Selected passage =>
═══
This is a list of submissions to the 88th Academy Awards for Best Foreign Language Film. The Academy of Motion Picture Arts and Sciences (AMPAS) has invited the film industries of various countries to submit their best film for the Academy Award for Best Foreign Language Film every year since the award was created in 1956. The award is presented annually by the Academy to a feature-length motion picture produced outside the United States that contains primarily non-English dialogue. The Foreign Language Film Award Committee oversees the process and reviews all the submitted films. Nine shortlisted contenders were revealed a week before the announcement of the Oscar nominations.

The submitted motion pictures must be first released theatrically in their respective countries between 1 October 2014, and 30 September 2015.

The deadline for submissions was 1 October 2015, with the Academy announcing a list of eligible films later that month.

A total of 81 countries submitted a film before the deadline, with Paraguay submitting a film for the first time with the documentary Cloudy Times, directed by Arami Ullon.
═══
Coordinate labeling data =>

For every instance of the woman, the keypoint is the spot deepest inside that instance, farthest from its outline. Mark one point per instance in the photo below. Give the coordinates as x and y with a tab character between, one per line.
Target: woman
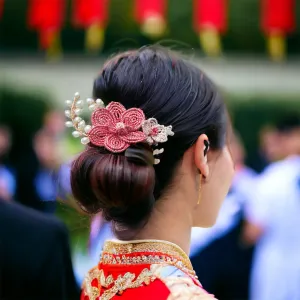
152	196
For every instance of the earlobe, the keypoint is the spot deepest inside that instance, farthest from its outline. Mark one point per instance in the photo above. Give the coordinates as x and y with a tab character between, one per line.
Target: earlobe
201	149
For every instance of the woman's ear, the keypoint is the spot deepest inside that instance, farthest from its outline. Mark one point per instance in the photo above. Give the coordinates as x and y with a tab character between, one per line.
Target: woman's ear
201	149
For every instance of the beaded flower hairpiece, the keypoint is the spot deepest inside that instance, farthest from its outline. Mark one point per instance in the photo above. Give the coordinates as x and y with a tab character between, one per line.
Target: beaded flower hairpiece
115	128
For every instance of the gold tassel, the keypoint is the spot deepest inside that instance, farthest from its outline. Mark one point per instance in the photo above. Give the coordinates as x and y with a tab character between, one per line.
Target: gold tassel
94	38
276	44
211	42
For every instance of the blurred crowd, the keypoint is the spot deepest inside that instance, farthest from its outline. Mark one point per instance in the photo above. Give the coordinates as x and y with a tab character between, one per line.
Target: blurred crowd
252	252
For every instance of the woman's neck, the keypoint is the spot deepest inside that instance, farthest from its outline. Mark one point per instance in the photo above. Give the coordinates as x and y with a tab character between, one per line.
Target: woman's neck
170	221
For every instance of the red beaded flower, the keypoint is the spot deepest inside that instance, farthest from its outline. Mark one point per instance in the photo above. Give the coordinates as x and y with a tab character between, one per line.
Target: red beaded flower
116	128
═══
To-do list =>
1. List every full calendar date (day, month, and year) given in the Academy Awards text.
2. Format the rows as a JSON list of strings, one string per line with blank lines omitted. Begin at the line that has "For every instance of the beaded" and continue through the last of the rows.
The rows come from a different source than the Academy Awards text.

Task-by-task answers =>
1.
1 October 2014
30 September 2015
1 October 2015

2.
[
  "For every instance of the beaded flower hairpiece, the keypoint is the spot deepest inside that instance, farthest from its outline. Mark one point per instance in the photo above. Give the coordinates as x and y with a tab character between, one per line.",
  "Target: beaded flower hairpiece",
  "115\t128",
  "For every instance of the gold tassel, the keypoint is the spot deepest inside that instance, farthest from its outline. Mark one point per instance in the photo above. Give the coordinates as x and y with a tab character between, one per line.",
  "Target: gold tassel",
  "94\t38",
  "276\t44",
  "211\t42",
  "For every instance of the blurred crowd, the keypoint is the spot deepest inside that instance, farthest from its outline. Mark one point per instance in the photo above. Give the coordinates as x and y with a tab character between, one per line.",
  "Target: blurred crowd",
  "252\t252",
  "For every instance of the woman's neck, the keypoint is the spot deepest inside that instance, farthest from its outline. Mark one point per instance in the photo above. Give the coordinates as x and y with a tab character between, one per line.",
  "Target: woman's neck",
  "170\t221",
  "For every instance of the red beaded flower, the keypoint is the spot deepest inside that instance, farthest from its outline. Mark one point per instance in the photo above. Give the coordinates as x and y with a tab character between, one per line.",
  "Target: red beaded flower",
  "116\t128"
]